Instructions for the task
Nothing but the lines from the one that contains "the distant building" through the end of the listing should appear, set down exactly.

Available records
--*--
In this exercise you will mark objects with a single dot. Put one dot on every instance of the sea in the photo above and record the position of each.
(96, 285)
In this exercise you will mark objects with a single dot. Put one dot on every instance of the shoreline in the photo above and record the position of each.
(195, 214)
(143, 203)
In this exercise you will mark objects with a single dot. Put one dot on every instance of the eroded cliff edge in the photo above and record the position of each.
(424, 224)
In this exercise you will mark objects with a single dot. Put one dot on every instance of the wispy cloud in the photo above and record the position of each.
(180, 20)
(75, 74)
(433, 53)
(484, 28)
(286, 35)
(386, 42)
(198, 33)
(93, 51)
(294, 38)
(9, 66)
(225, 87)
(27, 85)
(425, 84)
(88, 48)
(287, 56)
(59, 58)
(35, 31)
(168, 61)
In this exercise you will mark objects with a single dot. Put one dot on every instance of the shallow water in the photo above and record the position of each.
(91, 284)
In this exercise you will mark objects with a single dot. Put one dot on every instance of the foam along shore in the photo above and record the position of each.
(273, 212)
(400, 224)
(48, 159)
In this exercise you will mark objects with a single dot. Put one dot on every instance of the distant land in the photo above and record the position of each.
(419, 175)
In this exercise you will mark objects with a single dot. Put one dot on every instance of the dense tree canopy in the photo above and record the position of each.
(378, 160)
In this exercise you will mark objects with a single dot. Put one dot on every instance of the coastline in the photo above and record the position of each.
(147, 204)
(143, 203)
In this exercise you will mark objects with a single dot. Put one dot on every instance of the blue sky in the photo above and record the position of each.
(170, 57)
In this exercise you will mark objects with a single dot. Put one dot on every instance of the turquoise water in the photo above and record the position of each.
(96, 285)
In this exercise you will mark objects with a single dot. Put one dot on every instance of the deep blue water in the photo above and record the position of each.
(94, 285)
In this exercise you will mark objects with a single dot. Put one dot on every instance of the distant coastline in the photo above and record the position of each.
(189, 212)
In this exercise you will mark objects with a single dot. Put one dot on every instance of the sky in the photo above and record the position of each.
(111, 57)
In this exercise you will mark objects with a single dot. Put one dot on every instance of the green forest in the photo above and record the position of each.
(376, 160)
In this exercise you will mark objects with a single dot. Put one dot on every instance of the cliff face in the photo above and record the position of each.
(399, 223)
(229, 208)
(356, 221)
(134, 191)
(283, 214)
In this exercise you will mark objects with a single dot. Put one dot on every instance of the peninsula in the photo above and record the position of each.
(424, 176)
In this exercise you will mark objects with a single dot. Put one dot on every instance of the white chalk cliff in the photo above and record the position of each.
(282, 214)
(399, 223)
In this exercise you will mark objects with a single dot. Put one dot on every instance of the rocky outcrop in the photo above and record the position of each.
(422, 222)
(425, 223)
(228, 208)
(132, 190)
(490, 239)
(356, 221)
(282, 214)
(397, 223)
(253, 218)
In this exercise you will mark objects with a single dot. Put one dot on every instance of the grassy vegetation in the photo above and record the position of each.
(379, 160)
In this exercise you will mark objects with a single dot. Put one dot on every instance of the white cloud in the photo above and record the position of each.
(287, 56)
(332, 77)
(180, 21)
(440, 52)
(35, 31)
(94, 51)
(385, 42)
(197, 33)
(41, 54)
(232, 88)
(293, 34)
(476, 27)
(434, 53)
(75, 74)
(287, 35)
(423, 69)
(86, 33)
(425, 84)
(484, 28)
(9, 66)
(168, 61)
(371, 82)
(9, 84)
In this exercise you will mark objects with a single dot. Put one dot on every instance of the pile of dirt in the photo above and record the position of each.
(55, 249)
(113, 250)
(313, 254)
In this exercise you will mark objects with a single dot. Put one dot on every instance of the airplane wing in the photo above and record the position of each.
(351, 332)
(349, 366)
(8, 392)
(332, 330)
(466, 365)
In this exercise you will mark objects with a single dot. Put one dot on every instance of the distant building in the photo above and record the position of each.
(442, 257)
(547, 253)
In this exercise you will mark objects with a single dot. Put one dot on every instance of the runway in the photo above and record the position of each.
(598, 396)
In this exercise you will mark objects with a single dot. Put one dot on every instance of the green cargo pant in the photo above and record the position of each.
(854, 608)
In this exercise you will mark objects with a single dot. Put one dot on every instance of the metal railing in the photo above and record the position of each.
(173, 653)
--*--
Problem solution
In this exercise you will mark objects with a single dot. Put one dot on every instance of the distant building in the photo above and record the position of each.
(442, 257)
(547, 253)
In this exercise you will mark objects with a single dot. Put one dot on every instance of the runway in the photo above and record the position of each.
(598, 396)
In this exercise you will mark objects with a single dot. Put one dot on every instance of the green cargo pant in the photo above and record the position of each.
(854, 608)
In this exercise you will mark objects with a single dot. Put one dot on every instance of the metal railing in the photo above and record the position of each.
(173, 653)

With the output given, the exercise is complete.